Task instructions: Extract each line of the items below that contains the string "pavement", copying it in full; matching is case-sensitive.

Given information:
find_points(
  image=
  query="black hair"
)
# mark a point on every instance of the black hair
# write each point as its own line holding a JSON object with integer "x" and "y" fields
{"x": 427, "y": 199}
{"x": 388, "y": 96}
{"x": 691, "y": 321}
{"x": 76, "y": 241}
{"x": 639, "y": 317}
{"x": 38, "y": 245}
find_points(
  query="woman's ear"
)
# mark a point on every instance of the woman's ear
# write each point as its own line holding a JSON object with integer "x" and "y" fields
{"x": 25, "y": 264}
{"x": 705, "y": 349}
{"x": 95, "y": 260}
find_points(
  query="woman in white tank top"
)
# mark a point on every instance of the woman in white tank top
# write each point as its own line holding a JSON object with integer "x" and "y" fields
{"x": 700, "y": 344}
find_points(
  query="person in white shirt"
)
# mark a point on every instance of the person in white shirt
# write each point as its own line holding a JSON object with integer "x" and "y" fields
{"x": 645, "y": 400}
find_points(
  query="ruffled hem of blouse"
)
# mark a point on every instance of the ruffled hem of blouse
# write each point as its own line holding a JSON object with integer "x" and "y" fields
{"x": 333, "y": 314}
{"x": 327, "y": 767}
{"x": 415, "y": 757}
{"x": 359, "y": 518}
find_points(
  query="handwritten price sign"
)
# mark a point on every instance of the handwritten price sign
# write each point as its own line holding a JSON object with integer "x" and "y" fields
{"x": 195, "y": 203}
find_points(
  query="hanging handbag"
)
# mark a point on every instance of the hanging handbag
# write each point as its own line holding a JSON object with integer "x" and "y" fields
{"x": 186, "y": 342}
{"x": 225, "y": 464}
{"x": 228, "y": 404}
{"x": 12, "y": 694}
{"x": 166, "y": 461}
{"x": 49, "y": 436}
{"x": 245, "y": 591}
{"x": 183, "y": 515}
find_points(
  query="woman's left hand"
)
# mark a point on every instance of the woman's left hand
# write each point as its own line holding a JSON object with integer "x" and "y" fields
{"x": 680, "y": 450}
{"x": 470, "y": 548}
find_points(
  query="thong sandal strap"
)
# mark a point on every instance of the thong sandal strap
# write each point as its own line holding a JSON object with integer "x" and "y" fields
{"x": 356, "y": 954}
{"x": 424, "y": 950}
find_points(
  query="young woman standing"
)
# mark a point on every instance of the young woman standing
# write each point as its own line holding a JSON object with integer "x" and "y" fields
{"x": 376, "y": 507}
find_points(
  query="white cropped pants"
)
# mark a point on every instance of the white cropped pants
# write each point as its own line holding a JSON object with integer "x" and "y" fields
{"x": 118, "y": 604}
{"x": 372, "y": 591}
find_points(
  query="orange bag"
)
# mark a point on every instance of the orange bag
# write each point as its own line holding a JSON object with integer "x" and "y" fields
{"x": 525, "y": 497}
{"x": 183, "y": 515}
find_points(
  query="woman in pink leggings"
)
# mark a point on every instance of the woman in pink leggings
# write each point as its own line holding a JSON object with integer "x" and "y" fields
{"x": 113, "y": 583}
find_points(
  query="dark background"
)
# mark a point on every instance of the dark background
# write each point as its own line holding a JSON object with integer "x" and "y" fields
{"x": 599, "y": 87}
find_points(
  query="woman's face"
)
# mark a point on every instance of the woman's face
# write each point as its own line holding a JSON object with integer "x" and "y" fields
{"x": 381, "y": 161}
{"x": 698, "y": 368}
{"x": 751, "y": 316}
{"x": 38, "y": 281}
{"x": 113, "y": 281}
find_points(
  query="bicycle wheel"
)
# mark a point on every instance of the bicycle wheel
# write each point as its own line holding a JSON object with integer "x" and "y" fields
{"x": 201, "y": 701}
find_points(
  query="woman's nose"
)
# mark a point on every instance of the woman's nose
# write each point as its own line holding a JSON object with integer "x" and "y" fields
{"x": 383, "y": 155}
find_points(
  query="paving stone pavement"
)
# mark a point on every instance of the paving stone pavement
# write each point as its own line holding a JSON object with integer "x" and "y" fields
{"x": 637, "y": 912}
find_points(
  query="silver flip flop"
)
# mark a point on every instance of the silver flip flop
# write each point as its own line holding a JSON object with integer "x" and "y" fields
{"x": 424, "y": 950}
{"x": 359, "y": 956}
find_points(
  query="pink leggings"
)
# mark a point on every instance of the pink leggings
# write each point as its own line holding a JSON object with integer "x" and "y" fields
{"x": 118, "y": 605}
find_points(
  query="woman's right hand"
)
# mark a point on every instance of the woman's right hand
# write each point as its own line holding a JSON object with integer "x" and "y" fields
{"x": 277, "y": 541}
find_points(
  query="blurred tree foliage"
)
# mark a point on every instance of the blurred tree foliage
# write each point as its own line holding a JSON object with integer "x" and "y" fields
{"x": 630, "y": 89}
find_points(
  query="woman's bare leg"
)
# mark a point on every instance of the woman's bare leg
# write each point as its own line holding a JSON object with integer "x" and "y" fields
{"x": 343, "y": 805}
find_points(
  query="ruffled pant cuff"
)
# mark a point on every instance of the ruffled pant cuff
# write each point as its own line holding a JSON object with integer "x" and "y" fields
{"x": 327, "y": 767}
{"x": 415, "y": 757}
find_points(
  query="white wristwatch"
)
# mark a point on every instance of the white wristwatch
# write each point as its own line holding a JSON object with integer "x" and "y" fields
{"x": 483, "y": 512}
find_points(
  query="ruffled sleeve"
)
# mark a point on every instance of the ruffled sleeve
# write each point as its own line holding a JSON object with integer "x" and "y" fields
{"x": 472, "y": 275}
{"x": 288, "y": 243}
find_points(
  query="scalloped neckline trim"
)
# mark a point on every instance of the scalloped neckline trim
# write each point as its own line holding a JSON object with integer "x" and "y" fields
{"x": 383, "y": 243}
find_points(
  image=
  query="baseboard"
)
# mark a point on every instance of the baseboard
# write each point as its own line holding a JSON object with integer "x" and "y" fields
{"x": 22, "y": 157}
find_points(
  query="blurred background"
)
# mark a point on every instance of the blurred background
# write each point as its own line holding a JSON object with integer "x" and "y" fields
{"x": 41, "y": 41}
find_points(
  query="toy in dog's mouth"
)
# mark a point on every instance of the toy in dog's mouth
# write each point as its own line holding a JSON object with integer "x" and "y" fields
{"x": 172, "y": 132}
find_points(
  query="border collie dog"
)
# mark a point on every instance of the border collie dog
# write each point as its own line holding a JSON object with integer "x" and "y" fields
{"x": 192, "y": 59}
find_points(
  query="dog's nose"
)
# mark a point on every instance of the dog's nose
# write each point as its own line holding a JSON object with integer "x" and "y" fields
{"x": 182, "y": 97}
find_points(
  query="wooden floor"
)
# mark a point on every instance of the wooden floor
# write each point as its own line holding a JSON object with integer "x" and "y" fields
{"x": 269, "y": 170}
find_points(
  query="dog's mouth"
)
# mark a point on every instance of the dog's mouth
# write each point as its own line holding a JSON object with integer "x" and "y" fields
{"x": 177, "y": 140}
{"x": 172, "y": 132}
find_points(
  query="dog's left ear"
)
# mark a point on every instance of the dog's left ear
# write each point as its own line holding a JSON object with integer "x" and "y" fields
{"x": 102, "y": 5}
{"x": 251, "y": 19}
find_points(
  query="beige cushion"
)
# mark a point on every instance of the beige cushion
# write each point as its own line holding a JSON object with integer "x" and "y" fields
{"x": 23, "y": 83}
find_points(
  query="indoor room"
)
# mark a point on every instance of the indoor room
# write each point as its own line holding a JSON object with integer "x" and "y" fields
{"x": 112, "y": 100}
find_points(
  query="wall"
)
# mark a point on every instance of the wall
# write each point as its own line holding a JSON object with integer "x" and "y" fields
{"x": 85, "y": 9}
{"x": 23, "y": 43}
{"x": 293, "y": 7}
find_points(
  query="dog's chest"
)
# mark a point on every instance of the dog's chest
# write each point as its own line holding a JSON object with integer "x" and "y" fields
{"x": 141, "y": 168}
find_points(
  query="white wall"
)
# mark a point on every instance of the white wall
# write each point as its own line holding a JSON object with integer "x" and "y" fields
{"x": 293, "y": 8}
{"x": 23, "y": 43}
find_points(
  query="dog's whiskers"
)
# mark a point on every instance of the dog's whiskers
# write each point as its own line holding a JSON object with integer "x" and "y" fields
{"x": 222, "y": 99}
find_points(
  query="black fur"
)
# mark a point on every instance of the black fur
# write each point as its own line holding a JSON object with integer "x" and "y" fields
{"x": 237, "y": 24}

Reply to the task:
  query="paving stone pavement"
# mark a point on every instance of the paving stone pavement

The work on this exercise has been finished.